=== TASK DESCRIPTION ===
Report each line of the material below that contains the string "clicks", reproducing every such line in full.

[Records from a data source]
- Opening Delimiter -
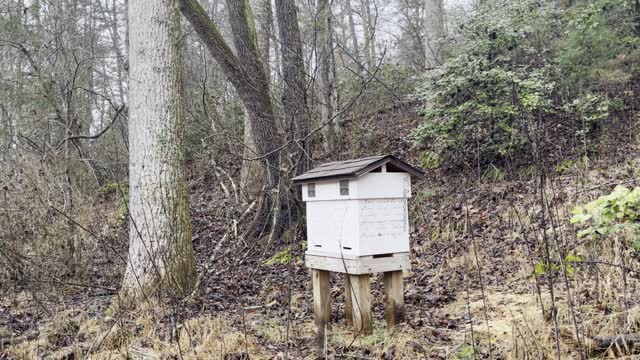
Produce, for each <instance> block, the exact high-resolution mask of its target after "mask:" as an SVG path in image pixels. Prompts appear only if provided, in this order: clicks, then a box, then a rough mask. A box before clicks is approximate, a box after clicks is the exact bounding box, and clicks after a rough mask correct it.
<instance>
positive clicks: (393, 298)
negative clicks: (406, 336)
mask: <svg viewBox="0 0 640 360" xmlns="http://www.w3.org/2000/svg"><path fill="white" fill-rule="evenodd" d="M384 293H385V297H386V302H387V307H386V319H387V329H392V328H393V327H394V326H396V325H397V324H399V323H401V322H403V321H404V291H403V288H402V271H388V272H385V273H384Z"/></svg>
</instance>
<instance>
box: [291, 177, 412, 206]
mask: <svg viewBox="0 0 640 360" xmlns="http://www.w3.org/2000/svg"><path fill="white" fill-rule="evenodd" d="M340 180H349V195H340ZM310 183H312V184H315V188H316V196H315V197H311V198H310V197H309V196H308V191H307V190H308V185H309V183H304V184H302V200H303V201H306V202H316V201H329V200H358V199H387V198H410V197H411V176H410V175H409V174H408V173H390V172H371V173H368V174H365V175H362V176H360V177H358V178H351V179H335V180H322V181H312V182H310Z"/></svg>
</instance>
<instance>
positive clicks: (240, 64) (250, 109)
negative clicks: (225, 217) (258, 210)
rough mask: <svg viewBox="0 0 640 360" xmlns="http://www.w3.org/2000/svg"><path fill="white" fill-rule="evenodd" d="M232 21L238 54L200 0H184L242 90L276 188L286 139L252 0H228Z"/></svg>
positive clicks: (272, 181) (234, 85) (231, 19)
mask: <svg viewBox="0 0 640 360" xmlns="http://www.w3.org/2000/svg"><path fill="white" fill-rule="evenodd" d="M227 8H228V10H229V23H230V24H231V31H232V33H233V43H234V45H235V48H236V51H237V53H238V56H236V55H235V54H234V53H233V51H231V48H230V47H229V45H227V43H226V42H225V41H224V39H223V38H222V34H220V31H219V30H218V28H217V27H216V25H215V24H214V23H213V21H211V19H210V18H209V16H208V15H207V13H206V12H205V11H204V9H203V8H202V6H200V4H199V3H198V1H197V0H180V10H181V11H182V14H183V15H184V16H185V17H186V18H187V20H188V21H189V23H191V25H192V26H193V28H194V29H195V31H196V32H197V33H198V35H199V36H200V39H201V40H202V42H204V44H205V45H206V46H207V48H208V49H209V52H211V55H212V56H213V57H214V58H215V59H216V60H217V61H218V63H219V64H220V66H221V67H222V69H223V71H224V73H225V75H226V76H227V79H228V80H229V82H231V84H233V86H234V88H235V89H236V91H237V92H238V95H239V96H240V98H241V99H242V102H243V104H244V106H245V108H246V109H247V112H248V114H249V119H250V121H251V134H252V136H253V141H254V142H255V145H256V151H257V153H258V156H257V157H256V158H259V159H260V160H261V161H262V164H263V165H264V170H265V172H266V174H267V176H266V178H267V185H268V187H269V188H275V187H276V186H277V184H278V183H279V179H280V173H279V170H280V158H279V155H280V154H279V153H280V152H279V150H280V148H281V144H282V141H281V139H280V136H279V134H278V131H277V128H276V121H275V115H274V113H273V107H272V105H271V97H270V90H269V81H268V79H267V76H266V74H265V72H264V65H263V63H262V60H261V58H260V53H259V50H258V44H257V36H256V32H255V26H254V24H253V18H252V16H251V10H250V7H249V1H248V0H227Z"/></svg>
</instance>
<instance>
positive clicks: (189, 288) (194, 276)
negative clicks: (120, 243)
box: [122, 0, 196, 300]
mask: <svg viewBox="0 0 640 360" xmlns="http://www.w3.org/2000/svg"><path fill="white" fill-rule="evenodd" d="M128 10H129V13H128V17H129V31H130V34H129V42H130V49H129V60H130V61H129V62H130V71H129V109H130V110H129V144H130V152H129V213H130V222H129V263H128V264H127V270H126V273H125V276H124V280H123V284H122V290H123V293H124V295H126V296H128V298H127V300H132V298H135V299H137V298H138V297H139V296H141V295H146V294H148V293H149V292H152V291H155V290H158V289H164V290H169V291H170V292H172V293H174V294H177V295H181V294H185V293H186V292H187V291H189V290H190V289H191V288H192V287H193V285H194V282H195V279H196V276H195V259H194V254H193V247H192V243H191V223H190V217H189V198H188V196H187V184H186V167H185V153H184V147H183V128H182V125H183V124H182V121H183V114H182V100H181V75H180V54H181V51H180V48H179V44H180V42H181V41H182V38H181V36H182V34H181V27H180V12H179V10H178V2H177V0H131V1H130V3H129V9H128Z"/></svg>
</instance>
- Closing Delimiter -
=== ANSWER FOR THIS EXERCISE ===
Produce, for each <instance> block, the exact high-resolution mask of its target after "mask:" as an SVG path in image pixels. Prompts appear only if provided, in this order: clicks, then a box, then a rough mask. A box before clicks is approximate, a box after clicks is the exact bounding box, and clicks after a rough mask correct it.
positive clicks: (393, 298)
negative clicks: (406, 336)
positive clicks: (240, 64) (250, 109)
negative clicks: (225, 217) (258, 210)
positive clicks: (272, 181) (234, 85) (231, 19)
positive clicks: (189, 288) (194, 276)
negative clicks: (120, 243)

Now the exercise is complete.